# What to produce
Check each line of the material below for "jacket", then copy the ones that contain it.

# Information supplied

════════════════════

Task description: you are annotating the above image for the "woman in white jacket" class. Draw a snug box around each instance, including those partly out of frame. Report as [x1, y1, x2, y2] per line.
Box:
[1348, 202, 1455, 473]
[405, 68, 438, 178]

════════════════════

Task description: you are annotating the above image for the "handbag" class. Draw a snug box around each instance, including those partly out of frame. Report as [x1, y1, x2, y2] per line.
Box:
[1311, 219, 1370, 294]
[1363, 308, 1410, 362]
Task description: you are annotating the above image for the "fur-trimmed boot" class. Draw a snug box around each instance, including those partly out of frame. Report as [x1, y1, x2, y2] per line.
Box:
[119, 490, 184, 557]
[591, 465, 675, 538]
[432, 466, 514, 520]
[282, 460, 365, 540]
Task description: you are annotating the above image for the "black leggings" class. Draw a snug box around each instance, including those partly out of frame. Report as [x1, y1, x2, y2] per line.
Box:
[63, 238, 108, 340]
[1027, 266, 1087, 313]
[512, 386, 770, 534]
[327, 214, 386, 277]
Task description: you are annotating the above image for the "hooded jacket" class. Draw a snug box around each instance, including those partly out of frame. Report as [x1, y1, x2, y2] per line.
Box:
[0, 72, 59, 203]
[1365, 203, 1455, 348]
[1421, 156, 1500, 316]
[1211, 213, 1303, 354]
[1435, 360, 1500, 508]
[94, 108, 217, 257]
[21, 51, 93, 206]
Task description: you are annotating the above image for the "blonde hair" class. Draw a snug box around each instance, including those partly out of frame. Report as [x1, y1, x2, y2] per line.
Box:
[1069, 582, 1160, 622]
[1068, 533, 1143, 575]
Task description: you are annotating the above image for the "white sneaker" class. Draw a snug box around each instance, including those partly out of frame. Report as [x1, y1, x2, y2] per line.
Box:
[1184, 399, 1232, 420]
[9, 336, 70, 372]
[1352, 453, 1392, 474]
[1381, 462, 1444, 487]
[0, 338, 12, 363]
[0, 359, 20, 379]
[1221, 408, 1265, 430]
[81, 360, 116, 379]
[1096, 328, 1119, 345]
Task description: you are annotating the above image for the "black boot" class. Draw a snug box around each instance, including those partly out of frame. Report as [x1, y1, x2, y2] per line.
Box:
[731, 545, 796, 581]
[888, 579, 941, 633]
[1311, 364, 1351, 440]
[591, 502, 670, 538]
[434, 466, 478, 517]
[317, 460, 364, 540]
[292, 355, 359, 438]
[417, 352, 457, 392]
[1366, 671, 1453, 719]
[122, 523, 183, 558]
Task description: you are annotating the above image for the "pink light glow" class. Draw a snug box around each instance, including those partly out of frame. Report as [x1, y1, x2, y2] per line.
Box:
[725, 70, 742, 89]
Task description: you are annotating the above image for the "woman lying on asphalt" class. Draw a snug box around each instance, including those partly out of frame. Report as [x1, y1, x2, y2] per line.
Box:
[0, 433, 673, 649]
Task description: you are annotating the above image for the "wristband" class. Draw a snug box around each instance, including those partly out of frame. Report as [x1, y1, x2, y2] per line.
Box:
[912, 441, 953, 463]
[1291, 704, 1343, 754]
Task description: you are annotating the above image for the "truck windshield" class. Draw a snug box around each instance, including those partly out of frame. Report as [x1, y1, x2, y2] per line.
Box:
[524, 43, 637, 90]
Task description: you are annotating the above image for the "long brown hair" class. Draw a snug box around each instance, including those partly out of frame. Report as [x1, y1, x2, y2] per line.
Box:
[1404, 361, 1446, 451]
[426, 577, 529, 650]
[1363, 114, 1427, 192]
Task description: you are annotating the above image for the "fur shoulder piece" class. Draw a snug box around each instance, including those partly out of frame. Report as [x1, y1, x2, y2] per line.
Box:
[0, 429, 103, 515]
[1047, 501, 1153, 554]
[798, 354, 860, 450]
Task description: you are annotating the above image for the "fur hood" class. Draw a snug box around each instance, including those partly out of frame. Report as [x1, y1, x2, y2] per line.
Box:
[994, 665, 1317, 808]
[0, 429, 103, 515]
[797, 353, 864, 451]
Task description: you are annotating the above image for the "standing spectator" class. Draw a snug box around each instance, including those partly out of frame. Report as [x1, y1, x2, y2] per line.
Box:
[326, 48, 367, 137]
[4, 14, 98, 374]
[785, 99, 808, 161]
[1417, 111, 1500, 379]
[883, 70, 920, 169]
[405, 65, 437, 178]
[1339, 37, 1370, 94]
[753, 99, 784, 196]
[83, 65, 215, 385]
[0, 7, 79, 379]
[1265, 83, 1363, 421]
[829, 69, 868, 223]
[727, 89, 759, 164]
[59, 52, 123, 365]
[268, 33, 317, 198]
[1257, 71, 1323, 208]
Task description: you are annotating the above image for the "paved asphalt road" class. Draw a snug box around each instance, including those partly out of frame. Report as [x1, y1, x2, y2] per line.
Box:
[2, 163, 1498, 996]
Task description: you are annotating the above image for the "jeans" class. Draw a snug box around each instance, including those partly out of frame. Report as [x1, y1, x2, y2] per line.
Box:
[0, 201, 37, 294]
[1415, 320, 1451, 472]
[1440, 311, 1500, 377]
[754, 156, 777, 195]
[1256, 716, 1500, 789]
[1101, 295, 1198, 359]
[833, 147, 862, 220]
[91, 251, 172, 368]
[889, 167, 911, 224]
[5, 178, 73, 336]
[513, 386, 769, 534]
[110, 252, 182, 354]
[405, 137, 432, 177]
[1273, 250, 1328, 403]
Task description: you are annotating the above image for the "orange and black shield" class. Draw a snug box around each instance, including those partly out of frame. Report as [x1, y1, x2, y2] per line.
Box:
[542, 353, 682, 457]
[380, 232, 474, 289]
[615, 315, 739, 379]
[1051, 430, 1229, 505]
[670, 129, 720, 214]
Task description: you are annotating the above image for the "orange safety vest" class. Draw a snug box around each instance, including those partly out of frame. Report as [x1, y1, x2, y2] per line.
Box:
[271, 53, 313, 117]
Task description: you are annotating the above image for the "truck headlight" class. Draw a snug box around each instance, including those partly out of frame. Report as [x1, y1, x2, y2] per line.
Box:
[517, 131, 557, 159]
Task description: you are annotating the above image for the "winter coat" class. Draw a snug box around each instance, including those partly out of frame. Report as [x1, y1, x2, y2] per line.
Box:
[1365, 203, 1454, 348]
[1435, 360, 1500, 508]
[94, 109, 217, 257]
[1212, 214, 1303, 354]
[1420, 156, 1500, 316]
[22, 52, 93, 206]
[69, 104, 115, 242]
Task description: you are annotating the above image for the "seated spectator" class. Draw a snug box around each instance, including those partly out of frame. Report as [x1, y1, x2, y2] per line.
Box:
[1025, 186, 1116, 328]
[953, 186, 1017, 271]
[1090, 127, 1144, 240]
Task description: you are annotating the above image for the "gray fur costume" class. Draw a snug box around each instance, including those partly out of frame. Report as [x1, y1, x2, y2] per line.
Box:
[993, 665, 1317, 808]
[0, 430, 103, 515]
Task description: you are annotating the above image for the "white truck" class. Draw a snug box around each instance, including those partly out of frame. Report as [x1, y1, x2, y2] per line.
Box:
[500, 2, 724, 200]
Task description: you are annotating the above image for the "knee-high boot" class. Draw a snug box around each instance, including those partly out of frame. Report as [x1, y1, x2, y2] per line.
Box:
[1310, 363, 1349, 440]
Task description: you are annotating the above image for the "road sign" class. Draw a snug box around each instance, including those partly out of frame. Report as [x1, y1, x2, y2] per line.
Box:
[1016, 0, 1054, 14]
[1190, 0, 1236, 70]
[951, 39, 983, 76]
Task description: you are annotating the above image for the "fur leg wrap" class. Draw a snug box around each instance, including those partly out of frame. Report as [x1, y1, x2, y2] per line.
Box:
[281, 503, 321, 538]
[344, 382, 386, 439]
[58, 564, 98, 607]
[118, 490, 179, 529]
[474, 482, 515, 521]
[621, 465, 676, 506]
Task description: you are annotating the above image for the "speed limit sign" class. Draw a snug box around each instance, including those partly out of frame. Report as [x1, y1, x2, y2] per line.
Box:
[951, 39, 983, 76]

════════════════════

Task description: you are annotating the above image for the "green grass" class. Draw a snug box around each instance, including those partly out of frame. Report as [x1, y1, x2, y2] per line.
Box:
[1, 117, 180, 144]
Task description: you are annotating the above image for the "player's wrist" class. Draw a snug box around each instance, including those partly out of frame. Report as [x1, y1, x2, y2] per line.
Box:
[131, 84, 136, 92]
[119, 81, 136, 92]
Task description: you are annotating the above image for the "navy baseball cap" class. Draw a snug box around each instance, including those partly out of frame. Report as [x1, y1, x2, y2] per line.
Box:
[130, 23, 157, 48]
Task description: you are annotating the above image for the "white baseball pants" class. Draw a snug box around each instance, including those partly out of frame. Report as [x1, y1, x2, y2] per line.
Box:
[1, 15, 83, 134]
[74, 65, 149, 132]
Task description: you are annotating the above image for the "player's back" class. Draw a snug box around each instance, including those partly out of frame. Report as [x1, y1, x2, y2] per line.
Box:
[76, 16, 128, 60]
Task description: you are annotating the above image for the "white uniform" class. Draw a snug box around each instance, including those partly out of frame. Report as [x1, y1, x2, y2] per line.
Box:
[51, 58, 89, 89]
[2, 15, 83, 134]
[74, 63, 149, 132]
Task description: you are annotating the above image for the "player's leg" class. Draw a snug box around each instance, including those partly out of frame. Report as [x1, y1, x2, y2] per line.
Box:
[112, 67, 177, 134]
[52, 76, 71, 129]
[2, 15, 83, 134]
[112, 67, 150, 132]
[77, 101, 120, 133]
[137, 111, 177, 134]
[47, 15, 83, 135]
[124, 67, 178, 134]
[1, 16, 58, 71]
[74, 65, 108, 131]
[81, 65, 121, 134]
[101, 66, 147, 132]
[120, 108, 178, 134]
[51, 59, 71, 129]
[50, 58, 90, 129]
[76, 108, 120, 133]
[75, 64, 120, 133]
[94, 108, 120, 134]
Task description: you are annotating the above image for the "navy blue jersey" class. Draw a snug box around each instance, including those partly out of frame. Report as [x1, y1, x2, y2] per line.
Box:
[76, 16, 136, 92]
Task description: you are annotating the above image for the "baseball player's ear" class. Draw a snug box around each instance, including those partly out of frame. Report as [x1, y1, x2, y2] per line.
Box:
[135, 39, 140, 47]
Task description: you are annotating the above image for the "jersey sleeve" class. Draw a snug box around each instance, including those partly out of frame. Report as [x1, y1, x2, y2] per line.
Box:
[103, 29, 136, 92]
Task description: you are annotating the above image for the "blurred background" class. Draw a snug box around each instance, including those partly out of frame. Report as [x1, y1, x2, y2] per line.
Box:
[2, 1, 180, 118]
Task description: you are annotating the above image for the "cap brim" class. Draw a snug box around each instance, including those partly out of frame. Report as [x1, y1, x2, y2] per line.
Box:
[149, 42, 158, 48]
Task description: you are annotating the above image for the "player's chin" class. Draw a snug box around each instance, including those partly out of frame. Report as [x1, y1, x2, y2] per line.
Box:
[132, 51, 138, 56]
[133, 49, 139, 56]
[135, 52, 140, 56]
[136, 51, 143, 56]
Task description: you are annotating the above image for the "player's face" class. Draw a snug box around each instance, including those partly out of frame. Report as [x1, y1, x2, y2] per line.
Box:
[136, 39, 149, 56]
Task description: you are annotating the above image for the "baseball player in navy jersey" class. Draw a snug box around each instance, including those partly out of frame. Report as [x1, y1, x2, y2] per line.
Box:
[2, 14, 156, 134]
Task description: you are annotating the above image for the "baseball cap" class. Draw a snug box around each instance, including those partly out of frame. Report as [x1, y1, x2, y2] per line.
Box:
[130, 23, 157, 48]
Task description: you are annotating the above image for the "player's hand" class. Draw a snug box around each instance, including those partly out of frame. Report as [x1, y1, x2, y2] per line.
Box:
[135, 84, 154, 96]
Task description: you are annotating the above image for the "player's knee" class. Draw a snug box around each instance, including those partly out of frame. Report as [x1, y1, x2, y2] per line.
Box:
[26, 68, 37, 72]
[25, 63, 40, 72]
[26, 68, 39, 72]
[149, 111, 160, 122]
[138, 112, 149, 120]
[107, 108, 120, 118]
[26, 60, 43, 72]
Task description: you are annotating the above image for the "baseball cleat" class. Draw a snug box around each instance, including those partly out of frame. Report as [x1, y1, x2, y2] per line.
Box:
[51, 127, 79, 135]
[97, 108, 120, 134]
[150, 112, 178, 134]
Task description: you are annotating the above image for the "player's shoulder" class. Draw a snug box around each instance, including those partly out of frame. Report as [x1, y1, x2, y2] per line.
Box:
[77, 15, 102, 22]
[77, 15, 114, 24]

════════════════════

# Written answer
Task description: you are annotating the above image for the "woman in white jacket" class. Draw a snug box around each instance, including those partly out of frame. Report as [x1, y1, x2, y2] per line.
Task description: you are annotating the above image for the "hooded jacket" class. Draw a snug box around each instance, including those partly out of frame. Report as [x1, y1, x2, y2] per line.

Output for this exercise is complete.